Given problem:
Show each line of the rows below that contains the string "forearm", copied in full. Case matters.

Material for this task:

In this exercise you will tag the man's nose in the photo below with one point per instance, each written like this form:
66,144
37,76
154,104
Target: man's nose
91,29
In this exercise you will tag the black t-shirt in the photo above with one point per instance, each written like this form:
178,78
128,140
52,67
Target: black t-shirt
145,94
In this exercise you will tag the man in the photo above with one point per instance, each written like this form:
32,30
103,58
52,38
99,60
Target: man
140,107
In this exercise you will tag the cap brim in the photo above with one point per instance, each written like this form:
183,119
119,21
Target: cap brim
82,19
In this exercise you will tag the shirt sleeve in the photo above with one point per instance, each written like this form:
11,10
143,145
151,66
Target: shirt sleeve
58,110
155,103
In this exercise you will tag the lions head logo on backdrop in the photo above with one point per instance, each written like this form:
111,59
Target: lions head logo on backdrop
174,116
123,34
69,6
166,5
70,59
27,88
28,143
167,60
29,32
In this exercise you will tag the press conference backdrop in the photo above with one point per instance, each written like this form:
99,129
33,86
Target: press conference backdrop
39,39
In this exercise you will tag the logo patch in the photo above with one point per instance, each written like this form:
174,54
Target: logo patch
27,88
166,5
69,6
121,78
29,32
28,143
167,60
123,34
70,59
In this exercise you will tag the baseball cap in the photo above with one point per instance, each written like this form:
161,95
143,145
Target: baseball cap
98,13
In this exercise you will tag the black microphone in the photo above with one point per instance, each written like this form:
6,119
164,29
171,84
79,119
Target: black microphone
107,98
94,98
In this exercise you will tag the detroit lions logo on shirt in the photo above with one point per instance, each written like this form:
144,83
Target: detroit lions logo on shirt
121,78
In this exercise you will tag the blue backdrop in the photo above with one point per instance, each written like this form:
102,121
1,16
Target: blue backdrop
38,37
---
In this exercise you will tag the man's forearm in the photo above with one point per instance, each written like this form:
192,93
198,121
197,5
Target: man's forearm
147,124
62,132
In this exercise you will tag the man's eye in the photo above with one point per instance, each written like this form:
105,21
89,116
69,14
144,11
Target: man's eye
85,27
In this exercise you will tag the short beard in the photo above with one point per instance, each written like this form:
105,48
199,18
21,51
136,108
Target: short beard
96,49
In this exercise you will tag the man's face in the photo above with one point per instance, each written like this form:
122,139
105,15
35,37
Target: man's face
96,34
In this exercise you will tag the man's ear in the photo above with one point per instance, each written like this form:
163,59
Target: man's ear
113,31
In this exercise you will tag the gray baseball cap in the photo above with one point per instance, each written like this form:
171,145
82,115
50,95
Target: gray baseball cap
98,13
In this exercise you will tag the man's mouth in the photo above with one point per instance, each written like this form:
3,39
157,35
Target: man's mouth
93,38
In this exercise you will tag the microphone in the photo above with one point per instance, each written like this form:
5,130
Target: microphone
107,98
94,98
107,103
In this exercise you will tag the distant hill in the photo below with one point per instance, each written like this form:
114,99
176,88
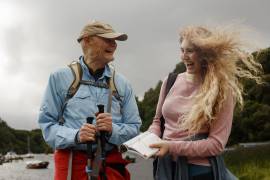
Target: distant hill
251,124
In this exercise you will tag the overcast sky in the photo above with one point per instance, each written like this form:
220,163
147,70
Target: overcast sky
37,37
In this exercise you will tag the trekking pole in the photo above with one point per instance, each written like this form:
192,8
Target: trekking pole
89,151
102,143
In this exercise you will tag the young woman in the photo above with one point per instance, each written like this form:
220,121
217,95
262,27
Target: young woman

Response to this task:
In this exercise you will tag the man's forearm in the photo above with one point per instance, each written like this form:
Target: man's forearm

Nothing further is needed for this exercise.